• Task description: Which lines of the records below contain the string "distant"? Report each of them.

• Listed records:
□ □ □

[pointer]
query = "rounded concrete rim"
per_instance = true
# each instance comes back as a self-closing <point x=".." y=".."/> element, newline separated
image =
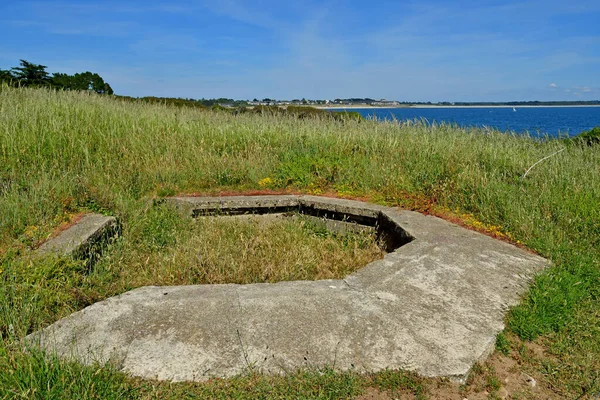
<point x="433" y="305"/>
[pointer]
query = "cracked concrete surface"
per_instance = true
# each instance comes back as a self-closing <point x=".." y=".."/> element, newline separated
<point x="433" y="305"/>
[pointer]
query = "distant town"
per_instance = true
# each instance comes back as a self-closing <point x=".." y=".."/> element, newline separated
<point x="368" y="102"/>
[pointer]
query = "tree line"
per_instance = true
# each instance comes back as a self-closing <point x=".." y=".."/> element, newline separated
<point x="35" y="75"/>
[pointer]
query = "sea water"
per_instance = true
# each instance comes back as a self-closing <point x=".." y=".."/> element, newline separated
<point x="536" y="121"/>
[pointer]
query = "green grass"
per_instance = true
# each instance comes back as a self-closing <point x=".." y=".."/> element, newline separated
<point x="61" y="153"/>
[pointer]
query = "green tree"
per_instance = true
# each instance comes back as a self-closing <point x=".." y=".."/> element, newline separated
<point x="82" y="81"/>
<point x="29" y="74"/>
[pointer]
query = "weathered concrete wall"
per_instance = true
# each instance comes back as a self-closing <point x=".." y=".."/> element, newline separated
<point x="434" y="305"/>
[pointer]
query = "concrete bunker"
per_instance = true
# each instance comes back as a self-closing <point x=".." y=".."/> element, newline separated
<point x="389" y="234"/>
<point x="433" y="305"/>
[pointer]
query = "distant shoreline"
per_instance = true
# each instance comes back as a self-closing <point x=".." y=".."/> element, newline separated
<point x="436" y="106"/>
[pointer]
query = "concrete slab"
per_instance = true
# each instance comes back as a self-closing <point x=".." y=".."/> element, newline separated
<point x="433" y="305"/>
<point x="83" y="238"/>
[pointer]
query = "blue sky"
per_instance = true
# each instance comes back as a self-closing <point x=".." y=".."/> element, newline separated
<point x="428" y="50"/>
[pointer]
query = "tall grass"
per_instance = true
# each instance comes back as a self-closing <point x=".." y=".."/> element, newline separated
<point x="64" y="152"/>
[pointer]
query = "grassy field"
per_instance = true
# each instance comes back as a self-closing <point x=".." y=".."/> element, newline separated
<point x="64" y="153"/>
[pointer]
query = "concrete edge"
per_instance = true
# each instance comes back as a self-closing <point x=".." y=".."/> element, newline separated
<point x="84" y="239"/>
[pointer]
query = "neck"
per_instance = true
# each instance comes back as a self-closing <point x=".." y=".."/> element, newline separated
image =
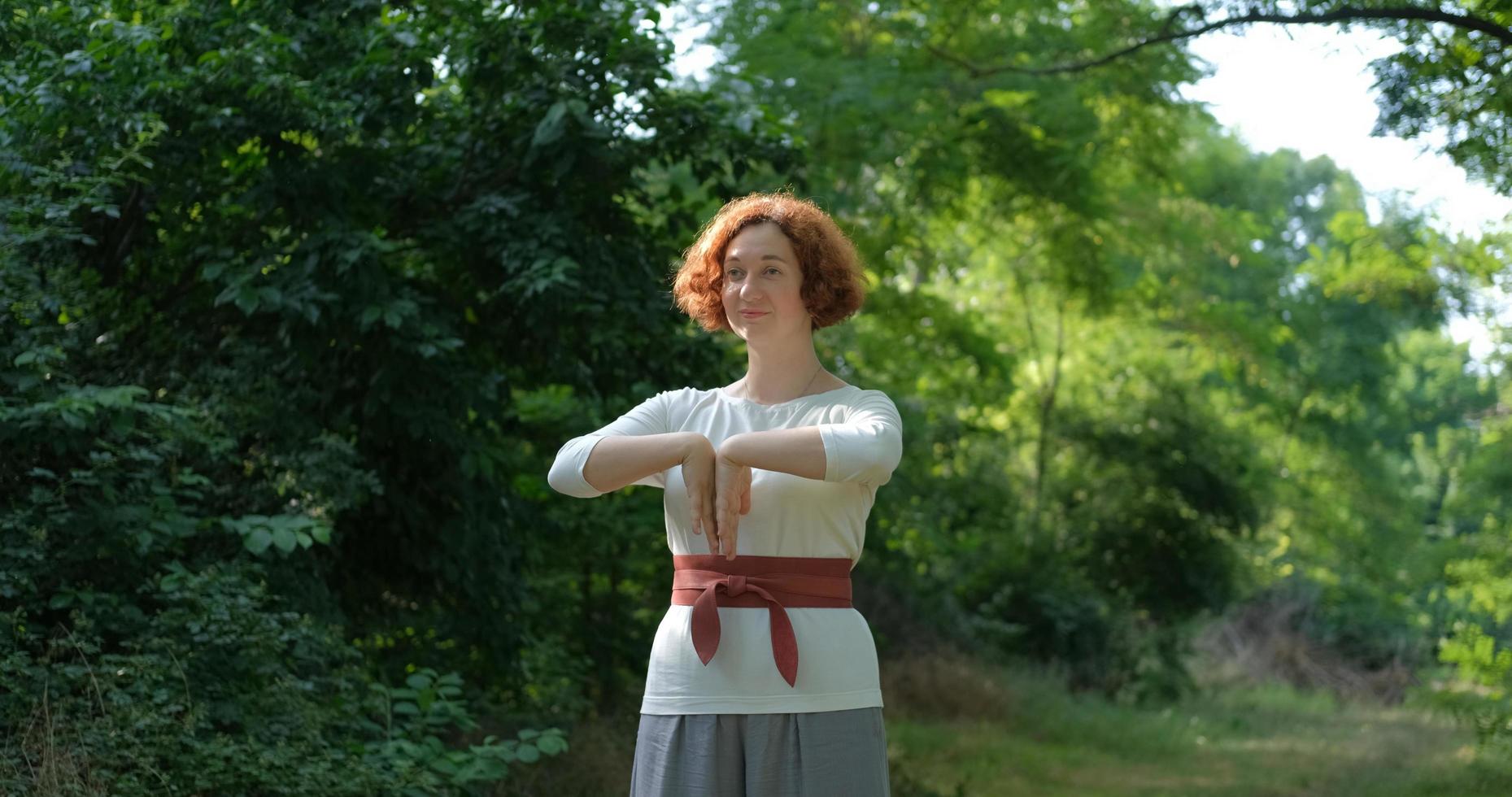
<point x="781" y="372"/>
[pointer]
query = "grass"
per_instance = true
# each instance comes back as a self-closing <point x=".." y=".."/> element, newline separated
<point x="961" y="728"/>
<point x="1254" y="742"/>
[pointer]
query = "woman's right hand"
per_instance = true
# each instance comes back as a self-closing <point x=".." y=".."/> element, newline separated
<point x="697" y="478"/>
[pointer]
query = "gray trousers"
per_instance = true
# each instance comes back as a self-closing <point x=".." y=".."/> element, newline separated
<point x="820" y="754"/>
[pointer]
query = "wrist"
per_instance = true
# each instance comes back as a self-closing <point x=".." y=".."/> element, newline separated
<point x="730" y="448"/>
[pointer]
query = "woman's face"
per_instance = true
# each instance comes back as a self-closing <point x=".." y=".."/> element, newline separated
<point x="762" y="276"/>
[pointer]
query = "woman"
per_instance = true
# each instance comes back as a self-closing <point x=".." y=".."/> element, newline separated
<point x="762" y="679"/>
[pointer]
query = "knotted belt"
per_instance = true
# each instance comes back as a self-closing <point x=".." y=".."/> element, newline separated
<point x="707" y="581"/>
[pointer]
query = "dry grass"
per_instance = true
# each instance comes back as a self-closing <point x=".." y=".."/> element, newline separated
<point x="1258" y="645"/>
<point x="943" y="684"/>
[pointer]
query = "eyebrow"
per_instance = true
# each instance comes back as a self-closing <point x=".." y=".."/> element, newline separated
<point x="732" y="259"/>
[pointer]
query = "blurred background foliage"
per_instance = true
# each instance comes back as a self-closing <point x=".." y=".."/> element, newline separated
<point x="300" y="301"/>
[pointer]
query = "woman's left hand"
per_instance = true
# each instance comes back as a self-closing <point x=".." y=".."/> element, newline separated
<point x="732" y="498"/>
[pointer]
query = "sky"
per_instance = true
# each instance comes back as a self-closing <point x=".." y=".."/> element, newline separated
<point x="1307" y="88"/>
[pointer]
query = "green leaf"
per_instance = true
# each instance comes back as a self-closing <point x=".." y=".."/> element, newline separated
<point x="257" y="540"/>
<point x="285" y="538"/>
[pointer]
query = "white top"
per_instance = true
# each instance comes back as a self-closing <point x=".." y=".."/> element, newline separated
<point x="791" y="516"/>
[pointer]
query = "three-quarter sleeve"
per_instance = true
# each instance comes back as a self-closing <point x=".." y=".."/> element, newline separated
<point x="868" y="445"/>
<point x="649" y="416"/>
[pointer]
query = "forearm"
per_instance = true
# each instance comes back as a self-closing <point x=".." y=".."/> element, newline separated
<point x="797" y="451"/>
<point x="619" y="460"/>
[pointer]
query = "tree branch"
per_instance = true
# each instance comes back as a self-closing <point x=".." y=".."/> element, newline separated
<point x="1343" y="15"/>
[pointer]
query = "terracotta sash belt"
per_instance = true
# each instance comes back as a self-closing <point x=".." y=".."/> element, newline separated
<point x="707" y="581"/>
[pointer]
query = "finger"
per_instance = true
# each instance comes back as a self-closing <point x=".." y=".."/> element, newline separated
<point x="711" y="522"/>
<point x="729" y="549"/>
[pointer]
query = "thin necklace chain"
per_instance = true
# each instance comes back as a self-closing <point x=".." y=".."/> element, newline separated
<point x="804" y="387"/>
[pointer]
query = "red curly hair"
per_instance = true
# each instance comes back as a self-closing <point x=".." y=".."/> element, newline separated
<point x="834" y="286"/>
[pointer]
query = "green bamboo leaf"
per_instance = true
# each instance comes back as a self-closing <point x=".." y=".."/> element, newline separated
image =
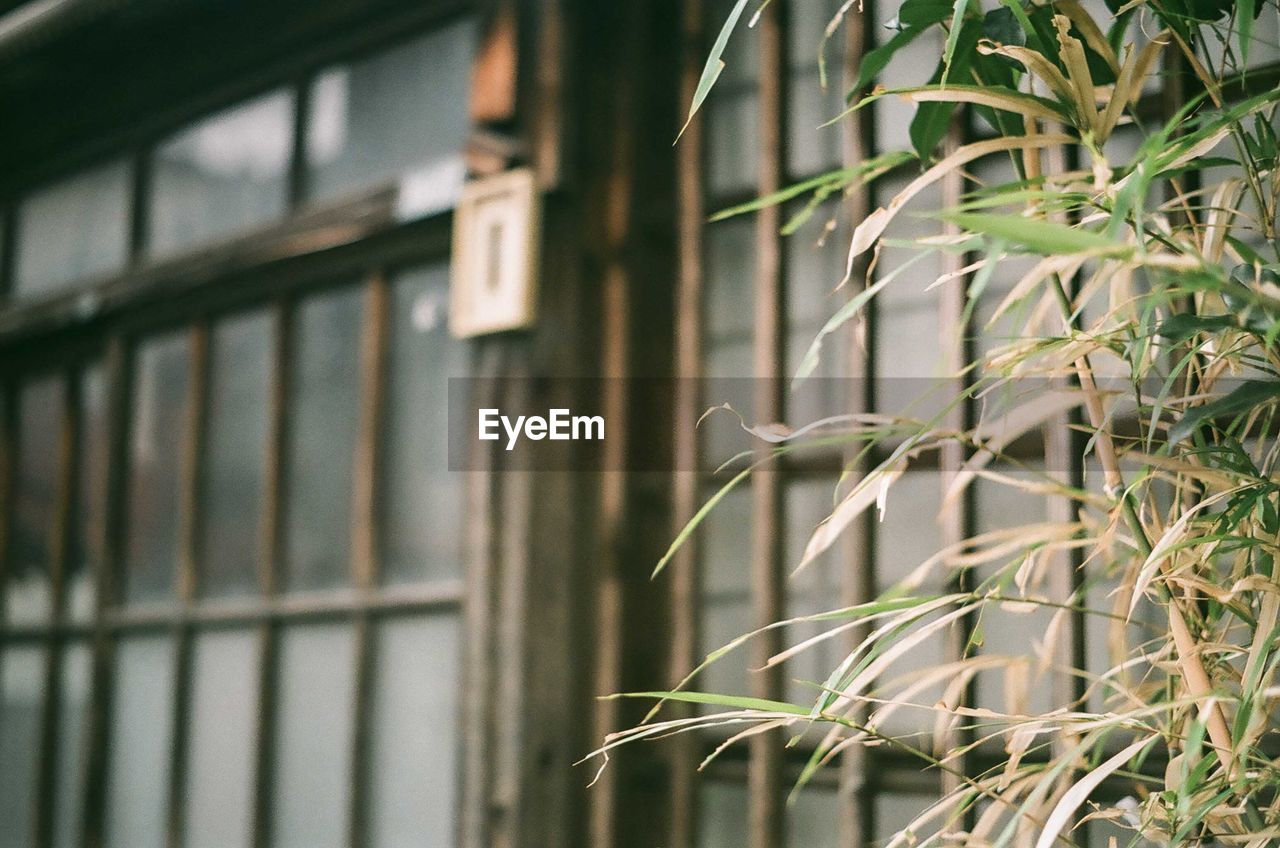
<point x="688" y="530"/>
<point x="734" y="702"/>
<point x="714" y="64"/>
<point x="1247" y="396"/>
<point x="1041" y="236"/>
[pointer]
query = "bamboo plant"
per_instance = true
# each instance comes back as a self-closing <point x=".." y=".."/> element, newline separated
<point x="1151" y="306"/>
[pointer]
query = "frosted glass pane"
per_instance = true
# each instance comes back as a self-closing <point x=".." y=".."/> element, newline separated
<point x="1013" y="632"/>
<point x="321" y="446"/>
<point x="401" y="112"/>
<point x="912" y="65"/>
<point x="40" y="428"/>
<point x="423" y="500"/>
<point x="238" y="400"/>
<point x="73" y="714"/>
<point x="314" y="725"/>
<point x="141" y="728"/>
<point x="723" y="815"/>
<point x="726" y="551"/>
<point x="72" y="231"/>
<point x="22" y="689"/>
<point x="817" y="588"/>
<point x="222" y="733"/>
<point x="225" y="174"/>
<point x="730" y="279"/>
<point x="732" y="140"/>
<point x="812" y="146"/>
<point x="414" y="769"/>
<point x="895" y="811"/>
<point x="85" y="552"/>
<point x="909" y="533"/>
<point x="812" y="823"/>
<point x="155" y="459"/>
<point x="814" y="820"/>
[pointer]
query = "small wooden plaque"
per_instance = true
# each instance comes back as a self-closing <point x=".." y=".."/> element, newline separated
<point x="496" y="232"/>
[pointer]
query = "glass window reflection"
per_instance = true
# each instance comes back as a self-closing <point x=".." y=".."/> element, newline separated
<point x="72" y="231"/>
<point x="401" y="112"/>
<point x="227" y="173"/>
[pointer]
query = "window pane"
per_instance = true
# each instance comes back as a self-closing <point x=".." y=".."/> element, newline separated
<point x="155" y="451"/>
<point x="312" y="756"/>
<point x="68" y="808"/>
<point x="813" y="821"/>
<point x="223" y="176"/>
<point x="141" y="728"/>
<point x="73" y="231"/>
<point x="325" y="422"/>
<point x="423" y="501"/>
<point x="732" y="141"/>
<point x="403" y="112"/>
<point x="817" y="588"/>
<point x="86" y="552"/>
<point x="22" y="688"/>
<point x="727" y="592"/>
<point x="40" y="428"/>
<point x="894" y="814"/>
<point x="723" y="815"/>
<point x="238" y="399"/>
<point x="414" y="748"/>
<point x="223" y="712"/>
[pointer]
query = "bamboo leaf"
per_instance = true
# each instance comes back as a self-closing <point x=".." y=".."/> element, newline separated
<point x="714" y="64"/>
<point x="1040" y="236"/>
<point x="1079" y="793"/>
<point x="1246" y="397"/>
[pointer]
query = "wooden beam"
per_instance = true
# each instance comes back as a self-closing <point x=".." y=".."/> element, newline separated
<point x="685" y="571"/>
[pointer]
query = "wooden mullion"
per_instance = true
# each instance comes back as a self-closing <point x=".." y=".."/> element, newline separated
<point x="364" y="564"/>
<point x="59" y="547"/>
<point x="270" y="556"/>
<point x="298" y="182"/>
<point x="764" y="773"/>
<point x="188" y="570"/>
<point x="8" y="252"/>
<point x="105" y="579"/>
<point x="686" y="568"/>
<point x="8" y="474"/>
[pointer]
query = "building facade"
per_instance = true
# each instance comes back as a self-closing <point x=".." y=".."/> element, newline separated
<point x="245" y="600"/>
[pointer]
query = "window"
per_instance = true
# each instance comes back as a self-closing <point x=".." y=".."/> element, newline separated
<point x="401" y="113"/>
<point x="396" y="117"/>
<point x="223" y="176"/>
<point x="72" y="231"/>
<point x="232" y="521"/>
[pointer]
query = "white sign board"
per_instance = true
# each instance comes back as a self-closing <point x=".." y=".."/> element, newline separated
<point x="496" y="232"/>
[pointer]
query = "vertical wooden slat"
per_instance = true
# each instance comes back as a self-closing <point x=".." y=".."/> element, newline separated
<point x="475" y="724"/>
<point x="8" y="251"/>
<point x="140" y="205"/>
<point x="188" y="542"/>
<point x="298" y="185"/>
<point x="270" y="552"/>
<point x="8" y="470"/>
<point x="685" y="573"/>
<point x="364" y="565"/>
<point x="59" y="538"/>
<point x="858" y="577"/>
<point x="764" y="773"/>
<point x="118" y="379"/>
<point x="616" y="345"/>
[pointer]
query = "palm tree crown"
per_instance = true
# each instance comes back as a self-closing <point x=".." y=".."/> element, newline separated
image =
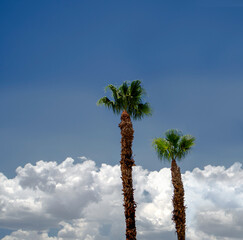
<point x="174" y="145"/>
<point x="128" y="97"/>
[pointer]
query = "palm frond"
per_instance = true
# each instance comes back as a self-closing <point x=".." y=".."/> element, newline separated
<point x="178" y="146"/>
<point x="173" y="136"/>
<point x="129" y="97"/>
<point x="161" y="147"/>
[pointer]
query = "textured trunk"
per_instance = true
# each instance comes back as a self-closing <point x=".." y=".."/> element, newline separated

□ □ □

• Output for this exercise:
query = "distant town"
query = "distant shoreline"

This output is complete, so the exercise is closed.